▶ [What the task requires]:
Look for the word "right" in the material below, then report each line where it occurs.

↓↓↓

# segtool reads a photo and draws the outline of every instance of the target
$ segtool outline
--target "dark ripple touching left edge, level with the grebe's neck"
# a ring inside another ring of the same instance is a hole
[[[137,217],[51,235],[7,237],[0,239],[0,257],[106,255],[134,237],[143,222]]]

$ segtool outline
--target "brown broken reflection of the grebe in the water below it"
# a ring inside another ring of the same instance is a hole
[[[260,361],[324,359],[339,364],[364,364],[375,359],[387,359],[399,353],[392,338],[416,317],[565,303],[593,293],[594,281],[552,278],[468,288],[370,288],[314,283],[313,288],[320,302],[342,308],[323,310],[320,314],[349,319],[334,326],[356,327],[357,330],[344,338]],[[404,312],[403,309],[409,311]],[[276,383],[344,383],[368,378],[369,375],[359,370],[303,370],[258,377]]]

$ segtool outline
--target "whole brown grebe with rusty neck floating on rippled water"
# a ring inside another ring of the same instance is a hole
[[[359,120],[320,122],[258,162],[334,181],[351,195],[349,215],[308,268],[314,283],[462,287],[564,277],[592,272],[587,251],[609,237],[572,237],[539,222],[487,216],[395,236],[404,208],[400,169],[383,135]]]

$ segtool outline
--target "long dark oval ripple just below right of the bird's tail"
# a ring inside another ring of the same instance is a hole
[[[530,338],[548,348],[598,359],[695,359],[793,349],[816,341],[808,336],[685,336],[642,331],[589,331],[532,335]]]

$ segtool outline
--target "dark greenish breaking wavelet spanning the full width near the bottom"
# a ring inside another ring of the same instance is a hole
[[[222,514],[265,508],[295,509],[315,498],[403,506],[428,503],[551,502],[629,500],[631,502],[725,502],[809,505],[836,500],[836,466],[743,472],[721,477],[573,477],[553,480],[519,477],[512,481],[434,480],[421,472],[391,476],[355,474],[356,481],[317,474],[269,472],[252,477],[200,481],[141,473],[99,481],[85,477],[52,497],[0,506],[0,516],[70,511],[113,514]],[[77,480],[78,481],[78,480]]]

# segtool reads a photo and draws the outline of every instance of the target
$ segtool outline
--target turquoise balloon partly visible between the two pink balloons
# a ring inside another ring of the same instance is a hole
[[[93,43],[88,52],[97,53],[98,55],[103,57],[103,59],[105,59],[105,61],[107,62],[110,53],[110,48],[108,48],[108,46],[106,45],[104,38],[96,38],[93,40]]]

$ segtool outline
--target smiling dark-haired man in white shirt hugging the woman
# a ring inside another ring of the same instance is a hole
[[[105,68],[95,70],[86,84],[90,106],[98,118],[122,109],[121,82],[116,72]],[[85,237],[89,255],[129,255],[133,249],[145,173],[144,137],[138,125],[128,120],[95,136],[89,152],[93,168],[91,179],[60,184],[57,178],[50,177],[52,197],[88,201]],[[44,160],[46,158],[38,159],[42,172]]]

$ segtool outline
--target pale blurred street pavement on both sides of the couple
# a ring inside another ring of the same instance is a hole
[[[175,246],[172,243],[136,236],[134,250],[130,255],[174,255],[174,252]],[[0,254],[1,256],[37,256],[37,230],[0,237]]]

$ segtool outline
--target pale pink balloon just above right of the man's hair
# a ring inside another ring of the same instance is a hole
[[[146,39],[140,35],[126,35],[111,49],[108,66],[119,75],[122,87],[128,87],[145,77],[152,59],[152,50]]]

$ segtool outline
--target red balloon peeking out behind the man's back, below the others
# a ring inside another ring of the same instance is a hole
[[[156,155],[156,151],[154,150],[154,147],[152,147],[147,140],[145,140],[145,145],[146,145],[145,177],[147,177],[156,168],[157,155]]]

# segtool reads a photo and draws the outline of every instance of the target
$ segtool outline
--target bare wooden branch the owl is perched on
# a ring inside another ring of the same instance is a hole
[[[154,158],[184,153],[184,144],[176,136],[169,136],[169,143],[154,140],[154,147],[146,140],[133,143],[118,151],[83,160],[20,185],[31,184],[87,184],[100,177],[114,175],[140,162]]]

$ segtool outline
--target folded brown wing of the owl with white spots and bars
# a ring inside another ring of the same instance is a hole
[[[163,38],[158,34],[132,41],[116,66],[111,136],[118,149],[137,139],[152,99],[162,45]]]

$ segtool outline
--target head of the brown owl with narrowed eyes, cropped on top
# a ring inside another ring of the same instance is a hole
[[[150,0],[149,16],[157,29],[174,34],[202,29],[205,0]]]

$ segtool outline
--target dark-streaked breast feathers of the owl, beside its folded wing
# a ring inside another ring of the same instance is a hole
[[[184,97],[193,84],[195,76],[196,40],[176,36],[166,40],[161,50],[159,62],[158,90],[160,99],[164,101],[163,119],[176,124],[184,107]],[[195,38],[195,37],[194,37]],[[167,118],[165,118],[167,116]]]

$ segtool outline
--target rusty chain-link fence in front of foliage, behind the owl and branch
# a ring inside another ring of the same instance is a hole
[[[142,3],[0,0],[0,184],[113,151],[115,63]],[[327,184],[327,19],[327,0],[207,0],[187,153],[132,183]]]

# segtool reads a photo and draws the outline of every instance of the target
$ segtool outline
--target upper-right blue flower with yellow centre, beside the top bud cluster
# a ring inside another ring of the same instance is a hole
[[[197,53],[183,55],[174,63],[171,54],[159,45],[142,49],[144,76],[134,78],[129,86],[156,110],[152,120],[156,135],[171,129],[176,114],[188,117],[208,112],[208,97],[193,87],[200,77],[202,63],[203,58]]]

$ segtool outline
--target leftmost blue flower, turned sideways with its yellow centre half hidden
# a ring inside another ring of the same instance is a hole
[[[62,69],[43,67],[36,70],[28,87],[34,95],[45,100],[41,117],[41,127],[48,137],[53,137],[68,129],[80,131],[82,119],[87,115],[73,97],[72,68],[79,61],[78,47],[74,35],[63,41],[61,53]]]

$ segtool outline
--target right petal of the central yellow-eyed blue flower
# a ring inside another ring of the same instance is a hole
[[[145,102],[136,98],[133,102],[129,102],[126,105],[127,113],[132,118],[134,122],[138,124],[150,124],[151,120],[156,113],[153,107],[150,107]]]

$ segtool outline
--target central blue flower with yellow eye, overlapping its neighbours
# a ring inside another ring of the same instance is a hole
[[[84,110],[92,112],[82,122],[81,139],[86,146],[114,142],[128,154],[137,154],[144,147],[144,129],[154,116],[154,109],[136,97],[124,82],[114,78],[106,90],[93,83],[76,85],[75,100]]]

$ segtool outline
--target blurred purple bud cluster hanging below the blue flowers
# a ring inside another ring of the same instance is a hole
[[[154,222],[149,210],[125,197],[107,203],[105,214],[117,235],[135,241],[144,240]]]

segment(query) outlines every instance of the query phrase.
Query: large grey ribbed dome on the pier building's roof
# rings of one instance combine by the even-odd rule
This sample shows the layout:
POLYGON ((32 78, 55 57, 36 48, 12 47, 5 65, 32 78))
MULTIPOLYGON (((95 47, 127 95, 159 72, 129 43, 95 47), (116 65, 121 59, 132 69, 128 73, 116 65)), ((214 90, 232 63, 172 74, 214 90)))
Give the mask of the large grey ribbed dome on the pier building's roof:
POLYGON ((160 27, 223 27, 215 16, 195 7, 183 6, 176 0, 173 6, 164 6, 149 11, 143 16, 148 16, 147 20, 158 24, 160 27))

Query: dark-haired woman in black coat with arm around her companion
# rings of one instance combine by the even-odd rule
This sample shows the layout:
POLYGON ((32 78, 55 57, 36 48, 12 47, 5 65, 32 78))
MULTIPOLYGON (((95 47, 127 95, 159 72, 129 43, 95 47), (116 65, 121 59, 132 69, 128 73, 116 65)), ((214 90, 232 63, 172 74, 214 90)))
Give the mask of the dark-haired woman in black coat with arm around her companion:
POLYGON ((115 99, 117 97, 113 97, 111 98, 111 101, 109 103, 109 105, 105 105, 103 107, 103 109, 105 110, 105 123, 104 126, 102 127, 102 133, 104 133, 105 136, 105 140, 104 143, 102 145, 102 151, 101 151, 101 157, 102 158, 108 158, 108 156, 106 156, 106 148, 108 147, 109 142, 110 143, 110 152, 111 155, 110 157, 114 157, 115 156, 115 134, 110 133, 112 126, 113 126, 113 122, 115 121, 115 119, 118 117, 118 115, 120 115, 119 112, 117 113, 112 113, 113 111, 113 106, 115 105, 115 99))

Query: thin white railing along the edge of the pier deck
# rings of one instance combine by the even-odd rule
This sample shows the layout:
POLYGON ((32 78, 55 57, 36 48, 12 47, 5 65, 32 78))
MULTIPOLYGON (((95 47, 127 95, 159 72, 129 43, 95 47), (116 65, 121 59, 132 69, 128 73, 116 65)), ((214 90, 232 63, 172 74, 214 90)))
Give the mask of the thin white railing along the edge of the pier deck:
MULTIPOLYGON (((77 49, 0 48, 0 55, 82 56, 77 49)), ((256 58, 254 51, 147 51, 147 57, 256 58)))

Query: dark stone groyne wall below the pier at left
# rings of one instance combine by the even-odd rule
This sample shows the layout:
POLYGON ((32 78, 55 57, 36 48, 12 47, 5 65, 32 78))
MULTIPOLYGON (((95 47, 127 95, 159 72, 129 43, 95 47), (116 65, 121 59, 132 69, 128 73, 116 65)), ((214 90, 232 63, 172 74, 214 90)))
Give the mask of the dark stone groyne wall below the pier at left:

↑↑↑

▶ [The completed task]:
--target "long dark oval ripple just below right of the bird's tail"
--target pale pink balloon just above right of the man's hair
--target upper-right blue flower with yellow centre, beside the top bud cluster
--target right petal of the central yellow-eyed blue flower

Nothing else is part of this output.